━━ RECORDS TO PROCESS

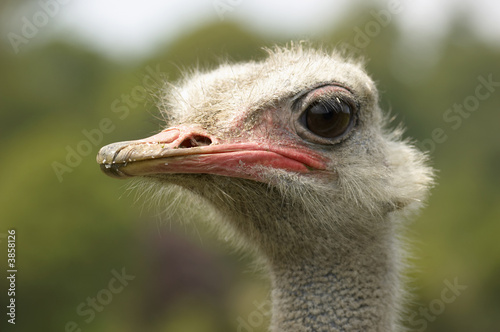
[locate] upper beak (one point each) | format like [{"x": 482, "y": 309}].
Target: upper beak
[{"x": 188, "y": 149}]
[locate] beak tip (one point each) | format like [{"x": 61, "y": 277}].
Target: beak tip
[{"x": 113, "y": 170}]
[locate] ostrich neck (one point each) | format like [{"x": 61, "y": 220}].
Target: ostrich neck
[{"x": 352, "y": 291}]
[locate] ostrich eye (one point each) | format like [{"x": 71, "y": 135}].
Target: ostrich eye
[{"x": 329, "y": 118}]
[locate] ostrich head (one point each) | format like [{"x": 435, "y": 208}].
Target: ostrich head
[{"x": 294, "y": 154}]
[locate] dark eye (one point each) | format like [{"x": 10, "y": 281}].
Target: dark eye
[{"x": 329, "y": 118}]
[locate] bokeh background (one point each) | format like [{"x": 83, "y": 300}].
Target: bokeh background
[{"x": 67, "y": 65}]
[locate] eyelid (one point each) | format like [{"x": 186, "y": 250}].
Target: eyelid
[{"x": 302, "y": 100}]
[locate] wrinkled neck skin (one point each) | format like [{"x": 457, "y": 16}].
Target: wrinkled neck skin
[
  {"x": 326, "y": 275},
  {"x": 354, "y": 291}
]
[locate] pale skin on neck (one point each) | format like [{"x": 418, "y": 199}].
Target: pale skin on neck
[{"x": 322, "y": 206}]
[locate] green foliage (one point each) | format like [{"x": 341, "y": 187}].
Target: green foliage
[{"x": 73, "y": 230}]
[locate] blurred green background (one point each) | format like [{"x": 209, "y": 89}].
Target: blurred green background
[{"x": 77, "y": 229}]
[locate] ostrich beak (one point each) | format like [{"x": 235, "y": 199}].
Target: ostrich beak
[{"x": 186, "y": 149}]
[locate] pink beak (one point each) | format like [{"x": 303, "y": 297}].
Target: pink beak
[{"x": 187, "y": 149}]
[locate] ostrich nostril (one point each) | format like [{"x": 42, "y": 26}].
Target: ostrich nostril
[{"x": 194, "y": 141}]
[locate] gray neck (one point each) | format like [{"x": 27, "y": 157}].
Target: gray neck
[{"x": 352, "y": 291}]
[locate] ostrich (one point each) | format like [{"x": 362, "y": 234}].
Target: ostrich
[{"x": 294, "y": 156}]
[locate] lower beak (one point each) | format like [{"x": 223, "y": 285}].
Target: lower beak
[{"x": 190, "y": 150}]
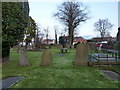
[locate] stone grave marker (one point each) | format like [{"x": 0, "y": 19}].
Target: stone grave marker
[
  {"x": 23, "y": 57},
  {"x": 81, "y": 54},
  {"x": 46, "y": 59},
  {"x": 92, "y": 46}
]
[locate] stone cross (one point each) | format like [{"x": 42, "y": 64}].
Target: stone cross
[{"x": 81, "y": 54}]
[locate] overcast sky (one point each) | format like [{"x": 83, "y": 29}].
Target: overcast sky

━━━━
━━ RECORDS TO PROCESS

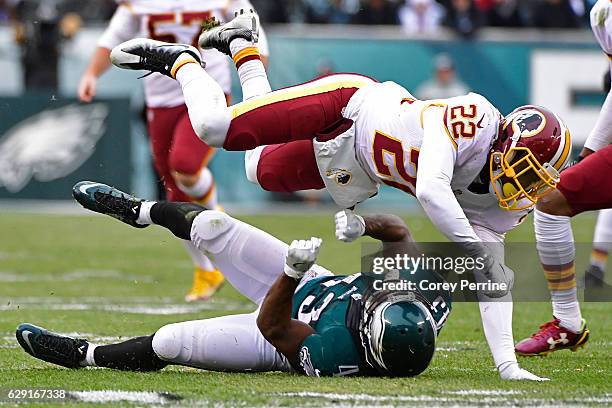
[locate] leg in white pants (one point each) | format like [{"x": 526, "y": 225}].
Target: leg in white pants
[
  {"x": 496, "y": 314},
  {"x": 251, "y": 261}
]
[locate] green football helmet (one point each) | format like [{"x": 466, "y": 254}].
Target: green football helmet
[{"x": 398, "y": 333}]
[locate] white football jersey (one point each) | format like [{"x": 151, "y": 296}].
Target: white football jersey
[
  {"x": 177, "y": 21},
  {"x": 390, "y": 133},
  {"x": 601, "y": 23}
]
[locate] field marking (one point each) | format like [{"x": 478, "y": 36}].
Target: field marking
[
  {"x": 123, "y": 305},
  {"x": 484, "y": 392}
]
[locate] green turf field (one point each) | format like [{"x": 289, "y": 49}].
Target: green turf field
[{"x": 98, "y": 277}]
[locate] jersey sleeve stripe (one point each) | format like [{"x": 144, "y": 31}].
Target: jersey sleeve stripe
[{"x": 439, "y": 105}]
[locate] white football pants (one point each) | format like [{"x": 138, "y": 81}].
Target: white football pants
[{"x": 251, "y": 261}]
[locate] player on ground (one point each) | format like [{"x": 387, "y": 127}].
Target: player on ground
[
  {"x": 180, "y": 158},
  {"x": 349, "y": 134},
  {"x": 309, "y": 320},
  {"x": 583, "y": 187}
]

━━━━

** TASK **
Rewrite everything above, from the line containing "[locate] overcast sky" down to and including the line containing "Target: overcast sky", as a JSON list of strings with one string per line. Leave out any blank lines.

** ANSWER TO THE PROBLEM **
[
  "[locate] overcast sky (one point each) | format like [{\"x\": 83, \"y\": 29}].",
  "Target: overcast sky"
]